Exercise description: Exactly reproduce the lines beginning with the line that includes "35L417 83L488 120L498" and ending with the last line of the data.

Records for the task:
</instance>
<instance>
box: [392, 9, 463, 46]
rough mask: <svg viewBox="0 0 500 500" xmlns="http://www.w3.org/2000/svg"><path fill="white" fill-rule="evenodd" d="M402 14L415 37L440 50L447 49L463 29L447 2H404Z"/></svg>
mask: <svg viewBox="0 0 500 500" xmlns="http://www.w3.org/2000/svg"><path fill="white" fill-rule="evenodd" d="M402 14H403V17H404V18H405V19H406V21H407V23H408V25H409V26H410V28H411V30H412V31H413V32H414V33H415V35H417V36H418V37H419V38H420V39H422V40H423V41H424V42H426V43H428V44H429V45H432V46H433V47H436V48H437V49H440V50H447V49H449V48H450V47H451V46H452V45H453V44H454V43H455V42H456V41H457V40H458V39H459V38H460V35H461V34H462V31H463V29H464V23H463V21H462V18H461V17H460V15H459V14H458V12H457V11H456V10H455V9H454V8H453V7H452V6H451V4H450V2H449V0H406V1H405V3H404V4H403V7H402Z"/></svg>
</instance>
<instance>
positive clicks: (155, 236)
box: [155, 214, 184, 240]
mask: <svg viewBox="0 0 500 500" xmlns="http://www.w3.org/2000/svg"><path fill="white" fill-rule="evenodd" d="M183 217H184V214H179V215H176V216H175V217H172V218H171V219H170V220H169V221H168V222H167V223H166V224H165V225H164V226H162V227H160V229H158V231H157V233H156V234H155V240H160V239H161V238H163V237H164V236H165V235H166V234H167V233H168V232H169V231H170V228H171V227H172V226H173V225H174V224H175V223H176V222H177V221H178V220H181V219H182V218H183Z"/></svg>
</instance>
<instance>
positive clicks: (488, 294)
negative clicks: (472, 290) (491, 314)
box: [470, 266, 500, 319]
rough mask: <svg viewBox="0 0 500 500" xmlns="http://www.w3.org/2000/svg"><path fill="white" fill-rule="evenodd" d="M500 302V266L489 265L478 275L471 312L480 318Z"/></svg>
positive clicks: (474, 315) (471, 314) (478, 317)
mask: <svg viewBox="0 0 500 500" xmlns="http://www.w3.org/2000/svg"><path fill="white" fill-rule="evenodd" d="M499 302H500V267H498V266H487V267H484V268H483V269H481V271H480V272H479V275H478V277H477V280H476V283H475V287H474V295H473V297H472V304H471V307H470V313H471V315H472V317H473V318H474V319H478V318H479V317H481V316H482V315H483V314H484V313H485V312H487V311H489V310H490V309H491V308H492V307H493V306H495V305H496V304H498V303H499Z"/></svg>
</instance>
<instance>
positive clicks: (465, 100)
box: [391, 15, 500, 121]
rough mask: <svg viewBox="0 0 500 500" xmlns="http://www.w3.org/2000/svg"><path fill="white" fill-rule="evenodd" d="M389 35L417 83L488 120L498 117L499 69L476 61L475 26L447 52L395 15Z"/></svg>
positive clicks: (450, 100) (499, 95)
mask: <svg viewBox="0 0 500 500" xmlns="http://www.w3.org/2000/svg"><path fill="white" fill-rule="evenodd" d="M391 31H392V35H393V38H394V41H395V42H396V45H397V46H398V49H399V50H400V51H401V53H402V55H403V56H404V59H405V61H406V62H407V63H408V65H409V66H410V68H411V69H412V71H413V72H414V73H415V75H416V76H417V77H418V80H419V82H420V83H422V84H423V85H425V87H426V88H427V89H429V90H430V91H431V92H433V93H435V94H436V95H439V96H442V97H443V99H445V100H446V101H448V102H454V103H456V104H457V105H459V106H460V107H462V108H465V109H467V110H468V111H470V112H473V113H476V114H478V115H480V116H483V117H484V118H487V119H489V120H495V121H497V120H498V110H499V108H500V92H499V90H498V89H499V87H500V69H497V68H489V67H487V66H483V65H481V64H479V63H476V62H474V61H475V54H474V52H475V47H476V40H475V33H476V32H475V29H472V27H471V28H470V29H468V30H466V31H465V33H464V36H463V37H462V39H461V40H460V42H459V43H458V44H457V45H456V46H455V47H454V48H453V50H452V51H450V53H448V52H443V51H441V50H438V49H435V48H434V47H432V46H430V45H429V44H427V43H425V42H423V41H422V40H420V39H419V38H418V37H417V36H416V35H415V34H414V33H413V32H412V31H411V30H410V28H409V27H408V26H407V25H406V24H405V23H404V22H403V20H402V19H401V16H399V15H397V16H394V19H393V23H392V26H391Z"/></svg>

Final answer:
rough mask: <svg viewBox="0 0 500 500" xmlns="http://www.w3.org/2000/svg"><path fill="white" fill-rule="evenodd" d="M389 35L417 83L488 120L498 117L499 69L476 61L475 26L447 52L395 15Z"/></svg>
positive clicks: (450, 100) (499, 95)
mask: <svg viewBox="0 0 500 500" xmlns="http://www.w3.org/2000/svg"><path fill="white" fill-rule="evenodd" d="M391 31H392V35H393V38H394V41H395V42H396V45H397V46H398V49H399V50H400V51H401V53H402V55H403V56H404V59H405V61H406V62H407V63H408V65H409V66H410V68H411V69H412V71H413V72H414V73H415V75H416V76H417V77H418V80H419V82H420V83H422V84H423V85H425V87H426V88H427V89H429V90H430V91H431V92H433V93H435V94H436V95H439V96H442V97H443V99H445V100H446V101H448V102H454V103H456V104H457V105H459V106H460V107H462V108H465V109H467V110H468V111H470V112H473V113H476V114H478V115H480V116H483V117H484V118H487V119H489V120H495V121H497V120H498V110H499V108H500V92H499V90H498V89H499V87H500V69H497V68H489V67H487V66H483V65H481V64H479V63H476V62H474V61H475V54H474V52H475V47H476V40H475V33H476V32H475V29H472V27H471V28H470V29H468V30H466V31H465V33H464V36H463V37H462V39H461V40H460V42H459V43H458V44H457V45H456V46H455V47H454V48H453V50H452V51H450V53H448V52H443V51H441V50H438V49H435V48H434V47H432V46H430V45H429V44H427V43H425V42H423V41H422V40H420V39H419V38H418V37H417V36H416V35H415V34H414V33H413V32H412V31H411V30H410V28H409V27H408V26H407V25H406V24H405V23H404V22H403V20H402V19H401V16H399V15H397V16H394V19H393V23H392V26H391Z"/></svg>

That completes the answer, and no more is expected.